Text for analysis:
<<<<

Analytics tables management

DHIS2 generates database tables which the system then uses as basis for various analytics functions. These tables are also valuable if you write advanced SQL reports. In the Data Administration app, you can execute the tables generation immediately. If you want to schedule them to be executed at regular intervals, this can be done in the Scheduler app. This means that you can refresh recent analytics on demand and see updated pivot tables without waiting for all of the past years data to re-process.

Note

You can also generate the tables through the web API. This task is typically performed by a system administrator.

  1. Open the Data Administration app and click Analytics Tables.

  2. Select the parts of the analytics process you want to skip:

    • Skip generation of resource tables

    • Skip generation of aggregate data and completeness data

    • Skip generation of event data

    • Skip generation of enrollment data

    • Skip generation of organisation unit ownership data

  3. Select Number of last years of data to include. (If 0 is selected, then you will run latest or continuous analytics, as defined in Continuous analytics table.)

  4. Click Start export.

Data statistics

The data statistics module provides an overview of the number of objects stored in the DHIS2 database.

The total number of each type of object is presented in a series of tables with summary statistics of each object.

>>>>

Work task A:
Answer these questions from the text on analytics tables management:
(i) Which app lets you schedule the tables to be generated at regular intervals?
(ii) What do you click in the final step to begin?
(iii) What does the data statistics module give an overview of?
Work task B:
Repeat the text on analytics tables management word for word, starting with "DHIS2 generates database" and going on through "data to re-process.".
You won't need the listing at all.

Referring-expression pointing data:

<<<<

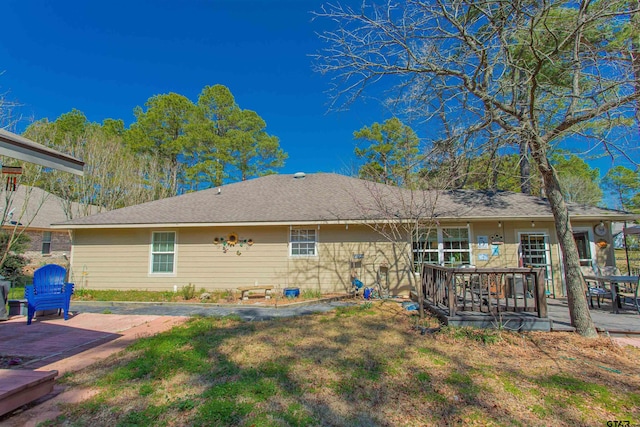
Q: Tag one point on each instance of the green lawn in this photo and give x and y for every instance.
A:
(366, 365)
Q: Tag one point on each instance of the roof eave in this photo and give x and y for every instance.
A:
(18, 147)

>>>>

Solution A:
(i) The Scheduler app.
(ii) Start export.
(iii) The number of objects stored in the DHIS2 database.

Solution B:
DHIS2 generates database tables which the system then uses as basis for various analytics functions. These tables are also valuable if you write advanced SQL reports. In the Data Administration app, you can execute the tables generation immediately. If you want to schedule them to be executed at regular intervals, this can be done in the Scheduler app. This means that you can refresh recent analytics on demand and see updated pivot tables without waiting for all of the past years data to re-process.